┌────────

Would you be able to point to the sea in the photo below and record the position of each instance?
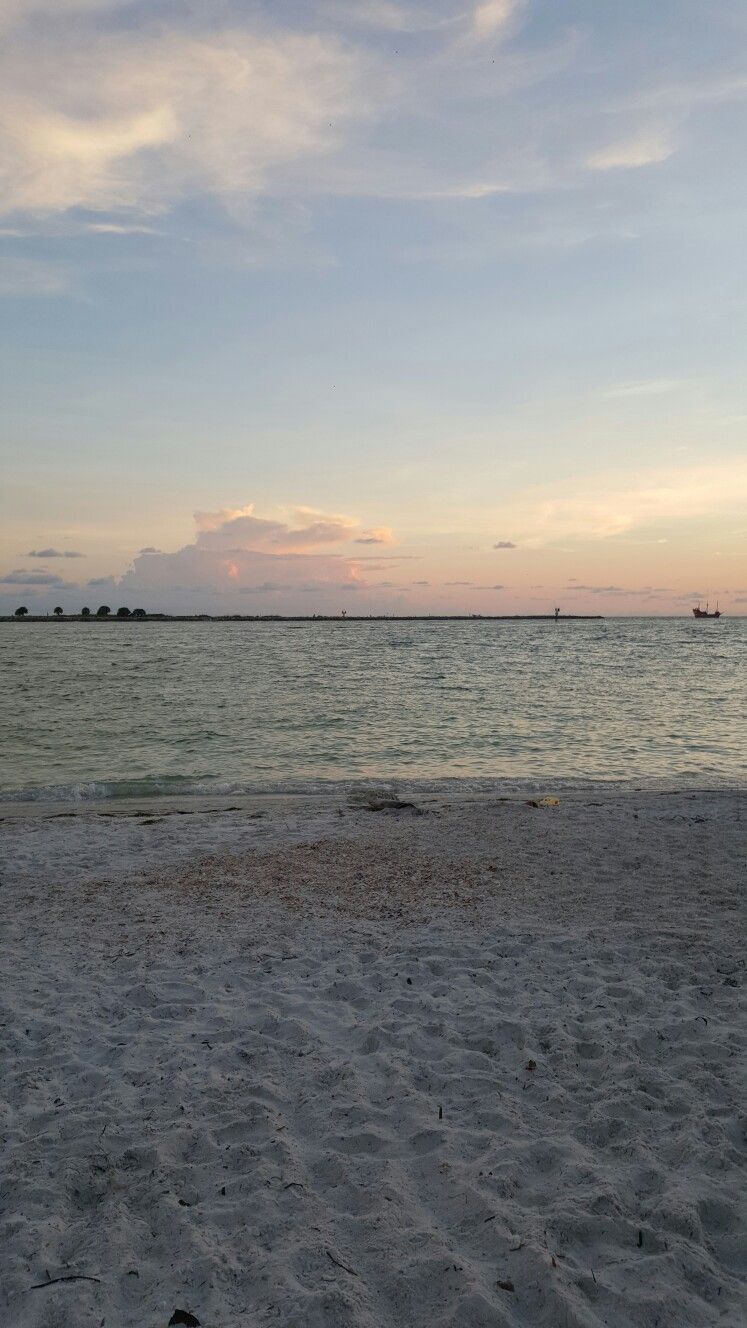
(126, 709)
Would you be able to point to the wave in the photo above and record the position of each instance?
(212, 786)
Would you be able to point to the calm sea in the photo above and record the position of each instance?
(103, 711)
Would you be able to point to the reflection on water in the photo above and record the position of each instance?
(100, 709)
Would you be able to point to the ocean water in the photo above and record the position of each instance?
(101, 711)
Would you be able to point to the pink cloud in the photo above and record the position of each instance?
(237, 553)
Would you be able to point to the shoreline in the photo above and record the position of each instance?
(465, 1064)
(348, 793)
(309, 618)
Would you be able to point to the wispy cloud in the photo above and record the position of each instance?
(24, 278)
(165, 114)
(643, 388)
(643, 148)
(616, 503)
(23, 578)
(492, 16)
(378, 535)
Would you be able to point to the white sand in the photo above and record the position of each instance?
(328, 1067)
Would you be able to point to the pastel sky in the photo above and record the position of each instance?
(390, 307)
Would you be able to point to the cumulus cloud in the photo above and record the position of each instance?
(269, 558)
(306, 527)
(645, 148)
(165, 114)
(379, 535)
(53, 553)
(492, 16)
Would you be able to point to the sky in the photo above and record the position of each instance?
(388, 307)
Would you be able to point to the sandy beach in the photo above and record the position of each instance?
(335, 1063)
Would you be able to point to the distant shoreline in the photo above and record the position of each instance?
(315, 618)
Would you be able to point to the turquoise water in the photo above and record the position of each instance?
(93, 711)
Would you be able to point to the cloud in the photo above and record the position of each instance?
(21, 578)
(24, 278)
(646, 148)
(165, 114)
(643, 388)
(492, 16)
(613, 505)
(379, 535)
(238, 526)
(237, 551)
(52, 553)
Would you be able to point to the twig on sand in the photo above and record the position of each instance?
(68, 1276)
(343, 1266)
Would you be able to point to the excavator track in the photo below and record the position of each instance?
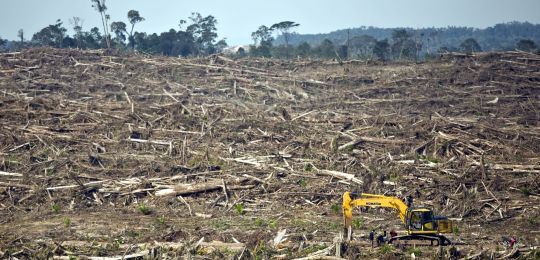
(438, 239)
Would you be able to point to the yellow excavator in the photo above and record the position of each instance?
(420, 223)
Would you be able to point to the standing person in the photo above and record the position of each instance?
(372, 237)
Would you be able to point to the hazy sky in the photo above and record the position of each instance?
(238, 18)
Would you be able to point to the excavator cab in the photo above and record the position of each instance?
(421, 221)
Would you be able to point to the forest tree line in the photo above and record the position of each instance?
(197, 36)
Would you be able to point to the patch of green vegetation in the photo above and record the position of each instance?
(161, 220)
(265, 223)
(220, 225)
(358, 223)
(55, 208)
(456, 231)
(532, 220)
(144, 209)
(313, 248)
(132, 234)
(335, 208)
(67, 221)
(387, 248)
(415, 250)
(11, 158)
(263, 251)
(308, 167)
(525, 191)
(334, 145)
(334, 225)
(394, 178)
(240, 208)
(428, 158)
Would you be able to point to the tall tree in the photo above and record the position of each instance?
(326, 49)
(362, 46)
(20, 34)
(381, 49)
(470, 45)
(262, 39)
(403, 46)
(285, 28)
(100, 6)
(134, 18)
(303, 50)
(77, 22)
(52, 35)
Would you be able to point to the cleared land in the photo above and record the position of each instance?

└────────

Every word of the material above should be copied exactly; no pictures.

Would you be able to point to the sea in the photo below and record the position of each instance?
(126, 709)
Would you be able to point to the wave in the photo above and record the position of each instance?
(212, 786)
Would you be able to point to the calm sea in the photo above and record the position of each instance?
(103, 711)
Would you be able to point to the reflection on water in the photo above and record the position of each instance?
(100, 709)
Would you be able to point to the ocean water in the photo above and record the position of each instance?
(101, 711)
Would you be able to point to the pink cloud in the photo above and record the position of each instance?
(237, 553)
Would you be able to point to the shoreline in the photo above and record the position of each instance?
(465, 1064)
(348, 793)
(309, 618)
Would you be able to point to the wispy cloud in the photo above and record the position of each instance?
(24, 278)
(165, 114)
(643, 388)
(643, 148)
(616, 503)
(23, 578)
(492, 16)
(378, 535)
Would you be able to point to the white sand in the photo above and record the position of each instance?
(328, 1067)
Would you be able to point to the pastel sky in the photo above and record the position of each instance?
(390, 307)
Would you be able to point to the cumulus cloud in the photo above and record the position of each instance?
(269, 558)
(306, 527)
(645, 148)
(165, 114)
(379, 535)
(53, 553)
(492, 16)
Would you be able to point to the sky in the photo above and record the position of each instance?
(388, 307)
Would you be able to point to the sandy beach in the photo above and record the position of each instance?
(335, 1063)
Would you be able to point to the distant shoreline in the photo above and record the position of each instance?
(315, 618)
Would you be able to point to the turquoise water in the photo above and record the position of each instance?
(93, 711)
Would you be able to point to the cloud in the photo above and record the position of each instance?
(21, 578)
(24, 278)
(646, 148)
(165, 114)
(643, 388)
(492, 16)
(613, 505)
(379, 535)
(238, 526)
(237, 551)
(52, 553)
Would you be able to point to the twig on sand in the photo above and record the position of each instance?
(68, 1276)
(343, 1266)
Would you be able to point to the excavator track in the photo below and record the position of each instance?
(438, 239)
Would you be able to point to the yellow excavator in the photo above and record the position of each instance?
(420, 223)
Would you be able to point to the standing person in the photo above and record the position of each instance?
(372, 237)
Would you be able to point to the hazy sky in the photo above and record the position of each instance?
(238, 18)
Would you be able to point to the excavator cab in the photo above and record the position of each instance?
(421, 221)
Would you be able to point to the forest tree line in the photo above and record the position of each instance?
(197, 36)
Would you be able to point to the patch of green vegetation in the photo above and record the position of each instance?
(161, 220)
(265, 223)
(220, 225)
(358, 223)
(55, 208)
(456, 231)
(532, 220)
(144, 209)
(313, 248)
(132, 234)
(335, 208)
(67, 221)
(387, 248)
(415, 250)
(11, 158)
(263, 251)
(308, 167)
(525, 191)
(334, 145)
(334, 225)
(394, 178)
(240, 208)
(428, 158)
Would you be able to point to the tall tree in the photo above and record the position of each instance?
(326, 49)
(362, 46)
(20, 34)
(381, 49)
(470, 45)
(262, 39)
(403, 46)
(285, 28)
(100, 6)
(134, 18)
(303, 50)
(77, 22)
(52, 35)
Would you be able to point to the cleared land in the photo above and record the position of each instance?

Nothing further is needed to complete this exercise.